━━━ SOURCE PASSAGE

Valuing people for who they are will lead to better services and access that all families and individuals require.Some of this may require the right to medical treatment (we do know that because of disability, many individuals are denied the same "treatment" as other citizens in our society), even though disability need not be characterized in the medical context. As a human race, we are all subject to medical conditions that require medical support throughout our lives. A medical construct for discussing autism, as well as other disabilities, does not fully characterize or adequately describe the experience of being disabled. One might not describe one's experience of "being human" in the strictest medical sense.

I do have an optimistic outlook for Adam's future -- my son who still cannot speak at nearly six years of age. As we work for more understanding of autism and acceptance of the way he manifests his communication, I see possibilities of the access and accommodation he may need as he seeks higher education and employment. He may need an aide to help him navigate the outside world, he may need a device in order to help others understand what he is thinking. There is nothing wrong with interdependency in order to attain these goals. He certainly is worthy, wonderful and deserves these modifications by us as society so that he can reach them, and share his life with others. It makes me a little angry when I see money being funneled into "gifted educational programs" -- because these children are "our future," while we view autistic children as our future burden on society. I could go into the giftedness of many a disabled person, even those with "severe disabilities," not to mention the severe anxiety issues of many a "gifted" child. Adam has an equal right to prove that he can contribute and be educated in a manner that suits his learning style and ability to manifest his understanding of the world. A respect for dissonance is what needs to be cultivated by further explanation. For myself, I have better skills in some areas than others. This dissonance may be more extreme in some areas for some individuals. It warrants no less sensitivity and acceptance.

━━━━━━

* [DIRECTIONS FOR THIS TASK]:
Copy out the passage on autism and disability from "Valuing people for" to "strictest medical sense.", with "medical" renamed "clinical" throughout. Rely on nothing but the passage on autism and disability.

━━━ INFORMATION GIVEN

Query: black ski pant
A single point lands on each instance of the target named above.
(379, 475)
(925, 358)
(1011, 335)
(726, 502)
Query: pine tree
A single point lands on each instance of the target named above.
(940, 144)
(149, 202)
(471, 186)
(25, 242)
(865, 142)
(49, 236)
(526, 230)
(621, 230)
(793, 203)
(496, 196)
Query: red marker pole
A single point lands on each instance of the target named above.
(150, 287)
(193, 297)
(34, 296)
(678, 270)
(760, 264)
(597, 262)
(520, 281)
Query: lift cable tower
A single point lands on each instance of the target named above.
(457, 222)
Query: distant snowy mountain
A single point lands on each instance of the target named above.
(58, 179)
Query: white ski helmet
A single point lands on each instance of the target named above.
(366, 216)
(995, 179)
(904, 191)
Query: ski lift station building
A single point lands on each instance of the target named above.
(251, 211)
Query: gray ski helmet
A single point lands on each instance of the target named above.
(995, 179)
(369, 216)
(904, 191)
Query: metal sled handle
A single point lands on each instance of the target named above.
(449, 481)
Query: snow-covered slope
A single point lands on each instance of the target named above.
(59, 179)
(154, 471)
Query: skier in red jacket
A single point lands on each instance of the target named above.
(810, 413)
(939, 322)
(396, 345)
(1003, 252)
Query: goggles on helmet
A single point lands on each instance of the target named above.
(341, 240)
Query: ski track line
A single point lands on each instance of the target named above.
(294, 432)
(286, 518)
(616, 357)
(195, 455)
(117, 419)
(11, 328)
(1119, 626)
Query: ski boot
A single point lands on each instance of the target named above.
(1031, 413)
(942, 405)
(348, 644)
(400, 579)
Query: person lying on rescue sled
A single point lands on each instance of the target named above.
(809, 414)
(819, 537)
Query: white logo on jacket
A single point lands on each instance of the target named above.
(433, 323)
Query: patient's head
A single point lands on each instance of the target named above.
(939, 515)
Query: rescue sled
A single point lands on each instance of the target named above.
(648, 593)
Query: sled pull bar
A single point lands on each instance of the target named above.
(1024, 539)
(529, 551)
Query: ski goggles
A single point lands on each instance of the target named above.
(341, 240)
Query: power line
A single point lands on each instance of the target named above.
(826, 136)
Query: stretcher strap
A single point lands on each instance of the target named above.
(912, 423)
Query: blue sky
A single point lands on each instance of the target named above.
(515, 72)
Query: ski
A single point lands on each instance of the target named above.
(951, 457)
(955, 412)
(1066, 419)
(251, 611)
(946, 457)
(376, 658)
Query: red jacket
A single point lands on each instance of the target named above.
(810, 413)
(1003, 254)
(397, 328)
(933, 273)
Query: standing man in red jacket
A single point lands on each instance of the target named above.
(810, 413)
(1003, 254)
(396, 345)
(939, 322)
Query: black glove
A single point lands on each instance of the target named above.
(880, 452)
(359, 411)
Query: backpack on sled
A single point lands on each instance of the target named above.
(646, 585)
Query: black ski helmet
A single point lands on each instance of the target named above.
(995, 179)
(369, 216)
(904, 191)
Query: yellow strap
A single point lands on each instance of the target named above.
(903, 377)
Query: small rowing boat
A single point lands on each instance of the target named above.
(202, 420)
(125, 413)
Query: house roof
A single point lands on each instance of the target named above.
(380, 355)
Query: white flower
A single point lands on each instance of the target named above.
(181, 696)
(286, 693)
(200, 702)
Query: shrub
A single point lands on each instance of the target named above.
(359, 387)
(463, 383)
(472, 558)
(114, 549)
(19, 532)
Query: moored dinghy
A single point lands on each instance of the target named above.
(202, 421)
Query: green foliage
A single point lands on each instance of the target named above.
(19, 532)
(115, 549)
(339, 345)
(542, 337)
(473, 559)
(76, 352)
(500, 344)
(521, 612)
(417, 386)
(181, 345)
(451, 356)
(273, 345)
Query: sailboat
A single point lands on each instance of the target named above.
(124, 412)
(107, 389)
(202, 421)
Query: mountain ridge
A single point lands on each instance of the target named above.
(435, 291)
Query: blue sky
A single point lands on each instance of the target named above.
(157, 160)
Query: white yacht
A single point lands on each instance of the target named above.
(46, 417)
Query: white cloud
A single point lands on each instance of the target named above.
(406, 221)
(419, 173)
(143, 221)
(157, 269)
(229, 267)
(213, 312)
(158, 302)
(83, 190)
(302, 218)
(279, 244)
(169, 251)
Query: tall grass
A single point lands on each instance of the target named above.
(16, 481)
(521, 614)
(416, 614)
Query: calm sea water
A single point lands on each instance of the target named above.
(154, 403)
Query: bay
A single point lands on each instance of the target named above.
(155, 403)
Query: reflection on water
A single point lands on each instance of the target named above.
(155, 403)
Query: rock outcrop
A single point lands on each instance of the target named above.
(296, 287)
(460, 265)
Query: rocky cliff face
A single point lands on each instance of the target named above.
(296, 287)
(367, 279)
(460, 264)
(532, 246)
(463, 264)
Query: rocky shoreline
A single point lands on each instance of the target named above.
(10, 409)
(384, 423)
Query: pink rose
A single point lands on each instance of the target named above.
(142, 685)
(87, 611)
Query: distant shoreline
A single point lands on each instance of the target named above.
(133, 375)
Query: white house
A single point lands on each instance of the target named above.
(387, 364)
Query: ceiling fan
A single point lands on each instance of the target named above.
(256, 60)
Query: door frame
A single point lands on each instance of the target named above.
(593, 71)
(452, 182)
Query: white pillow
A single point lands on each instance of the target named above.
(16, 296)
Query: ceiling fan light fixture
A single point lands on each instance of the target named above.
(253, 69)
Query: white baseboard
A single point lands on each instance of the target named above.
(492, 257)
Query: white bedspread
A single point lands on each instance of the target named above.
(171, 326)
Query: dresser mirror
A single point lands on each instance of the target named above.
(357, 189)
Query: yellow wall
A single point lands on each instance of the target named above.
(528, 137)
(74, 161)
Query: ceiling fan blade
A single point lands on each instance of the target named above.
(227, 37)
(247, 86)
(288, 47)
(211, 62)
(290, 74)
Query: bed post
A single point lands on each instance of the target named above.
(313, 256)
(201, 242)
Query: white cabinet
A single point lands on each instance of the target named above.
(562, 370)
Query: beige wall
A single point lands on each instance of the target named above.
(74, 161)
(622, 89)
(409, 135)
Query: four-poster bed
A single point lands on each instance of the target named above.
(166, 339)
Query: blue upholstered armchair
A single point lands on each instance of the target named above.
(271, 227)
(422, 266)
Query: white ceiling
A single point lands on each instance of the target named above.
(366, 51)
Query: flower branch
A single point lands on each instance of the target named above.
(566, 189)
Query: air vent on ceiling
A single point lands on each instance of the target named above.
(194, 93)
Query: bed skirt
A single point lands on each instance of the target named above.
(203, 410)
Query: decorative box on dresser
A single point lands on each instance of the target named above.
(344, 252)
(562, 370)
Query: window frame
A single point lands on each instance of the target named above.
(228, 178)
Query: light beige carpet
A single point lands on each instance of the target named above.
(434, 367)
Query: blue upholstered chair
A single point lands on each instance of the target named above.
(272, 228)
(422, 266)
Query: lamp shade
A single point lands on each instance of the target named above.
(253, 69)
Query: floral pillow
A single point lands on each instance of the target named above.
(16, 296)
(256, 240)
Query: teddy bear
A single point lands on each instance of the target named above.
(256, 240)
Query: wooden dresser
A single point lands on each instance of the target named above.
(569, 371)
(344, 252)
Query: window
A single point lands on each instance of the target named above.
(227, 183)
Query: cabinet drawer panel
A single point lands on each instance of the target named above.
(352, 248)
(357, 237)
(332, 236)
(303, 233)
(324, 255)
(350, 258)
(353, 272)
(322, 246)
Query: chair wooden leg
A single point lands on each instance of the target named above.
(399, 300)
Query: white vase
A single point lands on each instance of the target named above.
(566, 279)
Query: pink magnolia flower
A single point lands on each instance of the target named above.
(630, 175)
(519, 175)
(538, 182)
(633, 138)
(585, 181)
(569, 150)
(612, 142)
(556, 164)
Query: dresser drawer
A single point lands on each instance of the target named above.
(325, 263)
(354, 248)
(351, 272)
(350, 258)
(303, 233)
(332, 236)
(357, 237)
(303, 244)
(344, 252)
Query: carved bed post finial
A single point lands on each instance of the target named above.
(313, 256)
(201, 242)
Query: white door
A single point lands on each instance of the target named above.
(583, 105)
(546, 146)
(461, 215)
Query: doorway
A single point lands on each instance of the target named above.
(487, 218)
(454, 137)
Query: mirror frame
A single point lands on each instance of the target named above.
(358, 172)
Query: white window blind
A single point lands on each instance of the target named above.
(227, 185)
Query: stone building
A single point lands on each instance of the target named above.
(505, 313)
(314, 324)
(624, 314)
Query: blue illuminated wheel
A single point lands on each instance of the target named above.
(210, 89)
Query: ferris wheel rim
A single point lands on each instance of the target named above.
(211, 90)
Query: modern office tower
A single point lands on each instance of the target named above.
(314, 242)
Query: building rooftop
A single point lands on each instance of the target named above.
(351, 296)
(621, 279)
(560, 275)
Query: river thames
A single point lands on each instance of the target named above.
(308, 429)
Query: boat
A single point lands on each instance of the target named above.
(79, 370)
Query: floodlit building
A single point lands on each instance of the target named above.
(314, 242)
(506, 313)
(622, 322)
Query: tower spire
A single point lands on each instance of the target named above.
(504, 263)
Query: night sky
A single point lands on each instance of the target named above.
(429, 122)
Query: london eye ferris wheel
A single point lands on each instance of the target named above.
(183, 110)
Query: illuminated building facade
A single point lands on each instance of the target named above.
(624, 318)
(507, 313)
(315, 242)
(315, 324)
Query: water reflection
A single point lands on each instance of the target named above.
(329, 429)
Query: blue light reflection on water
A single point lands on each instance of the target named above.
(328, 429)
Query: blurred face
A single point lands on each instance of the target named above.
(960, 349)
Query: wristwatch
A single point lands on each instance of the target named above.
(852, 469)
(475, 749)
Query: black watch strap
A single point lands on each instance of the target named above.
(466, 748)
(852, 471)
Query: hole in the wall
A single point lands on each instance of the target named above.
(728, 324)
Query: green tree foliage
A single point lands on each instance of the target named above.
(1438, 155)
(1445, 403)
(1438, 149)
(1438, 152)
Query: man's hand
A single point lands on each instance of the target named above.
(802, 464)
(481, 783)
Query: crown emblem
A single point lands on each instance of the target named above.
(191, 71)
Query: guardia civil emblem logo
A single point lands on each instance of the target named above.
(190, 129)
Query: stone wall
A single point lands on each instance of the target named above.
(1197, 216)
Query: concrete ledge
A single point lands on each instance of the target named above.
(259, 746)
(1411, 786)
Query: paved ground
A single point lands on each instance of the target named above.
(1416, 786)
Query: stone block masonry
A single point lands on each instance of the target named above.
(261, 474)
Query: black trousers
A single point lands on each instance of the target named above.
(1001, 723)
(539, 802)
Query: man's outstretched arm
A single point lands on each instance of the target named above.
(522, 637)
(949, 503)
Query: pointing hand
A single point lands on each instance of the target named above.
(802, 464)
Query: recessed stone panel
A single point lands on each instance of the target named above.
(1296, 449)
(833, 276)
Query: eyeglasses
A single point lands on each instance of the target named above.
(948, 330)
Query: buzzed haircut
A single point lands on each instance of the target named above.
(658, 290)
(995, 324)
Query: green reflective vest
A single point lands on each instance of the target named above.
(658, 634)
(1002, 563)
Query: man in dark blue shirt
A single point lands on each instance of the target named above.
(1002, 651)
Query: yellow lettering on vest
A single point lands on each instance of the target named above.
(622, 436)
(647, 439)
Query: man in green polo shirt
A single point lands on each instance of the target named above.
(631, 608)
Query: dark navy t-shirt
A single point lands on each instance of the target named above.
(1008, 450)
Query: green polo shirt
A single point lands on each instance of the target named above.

━━━━━━

* [RESULT]:
Valuing people for who they are will lead to better services and access that all families and individuals require.Some of this may require the right to clinical treatment (we do know that because of disability, many individuals are denied the same "treatment" as other citizens in our society), even though disability need not be characterized in the clinical context. As a human race, we are all subject to clinical conditions that require clinical support throughout our lives. A clinical construct for discussing autism, as well as other disabilities, does not fully characterize or adequately describe the experience of being disabled. One might not describe one's experience of "being human" in the strictest clinical sense.